Please retype the stretch from "Frozen seafood sales" through "volume were down." in the seafood sales text below, with every word and punctuation mark unchanged.

* SELECTED EXTRACT
┌──
Inflation in frozen seafood also started to moderate, but shelf-stable seafood prices, which include cans and pouches, had a double-digit increase over year ago levels. Powerhouse salmon had low inflation, both year-on-year and when compared to 2019. Shrimp had the highest price increases compared to last year. 

Frozen seafood sales continued to outperform fresh in November. While dollars were down for both, the decline was less for fresh, resulting in higher sales of $489 million. However, inflation is a big part of the story with units down 8.7 percent year-on-year for seafood. Only shelf-stable seafood (canned and pouches) increased dollar sales by 6.2 percent, though units and volume were down. 

Ambient seafood sales have been growing since the fourth quarter of 2021, but growth peaked in the second quarter of 2022. In the third quarter of 2022, growth averaged 6.6 percent with November coming in slightly below that at 6.2 percent. Compared with 2019, sales were 18.2 percent higher in November versus the same time period in 2019.
└──
* STORED ROWS
┌──
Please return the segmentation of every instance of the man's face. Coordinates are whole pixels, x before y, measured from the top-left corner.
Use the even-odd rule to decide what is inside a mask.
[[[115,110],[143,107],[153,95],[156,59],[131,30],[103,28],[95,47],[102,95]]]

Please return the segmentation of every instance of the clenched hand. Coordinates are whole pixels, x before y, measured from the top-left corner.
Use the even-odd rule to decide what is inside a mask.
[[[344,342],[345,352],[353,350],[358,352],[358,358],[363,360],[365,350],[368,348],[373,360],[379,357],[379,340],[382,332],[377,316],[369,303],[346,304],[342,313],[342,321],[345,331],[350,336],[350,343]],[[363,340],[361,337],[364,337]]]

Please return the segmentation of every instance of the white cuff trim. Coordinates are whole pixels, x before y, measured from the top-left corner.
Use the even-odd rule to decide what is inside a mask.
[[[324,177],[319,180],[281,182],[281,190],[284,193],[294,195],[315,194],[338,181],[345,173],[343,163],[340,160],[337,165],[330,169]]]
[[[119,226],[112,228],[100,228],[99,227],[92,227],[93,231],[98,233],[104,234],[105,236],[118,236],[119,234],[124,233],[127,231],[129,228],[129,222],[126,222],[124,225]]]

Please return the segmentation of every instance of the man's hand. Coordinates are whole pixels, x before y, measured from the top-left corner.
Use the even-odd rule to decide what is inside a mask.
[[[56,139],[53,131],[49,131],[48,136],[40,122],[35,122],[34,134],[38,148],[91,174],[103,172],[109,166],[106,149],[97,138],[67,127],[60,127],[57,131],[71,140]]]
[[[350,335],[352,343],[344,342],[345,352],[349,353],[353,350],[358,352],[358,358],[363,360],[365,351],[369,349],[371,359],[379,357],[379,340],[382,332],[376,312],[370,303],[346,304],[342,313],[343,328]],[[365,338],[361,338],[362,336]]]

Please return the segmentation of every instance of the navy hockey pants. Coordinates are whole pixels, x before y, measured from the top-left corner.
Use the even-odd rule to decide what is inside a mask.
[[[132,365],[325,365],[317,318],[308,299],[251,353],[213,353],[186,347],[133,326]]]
└──
* FINAL ANSWER
Frozen seafood sales continued to outperform fresh in November. While dollars were down for both, the decline was less for fresh, resulting in higher sales of $489 million. However, inflation is a big part of the story with units down 8.7 percent year-on-year for seafood. Only shelf-stable seafood (canned and pouches) increased dollar sales by 6.2 percent, though units and volume were down.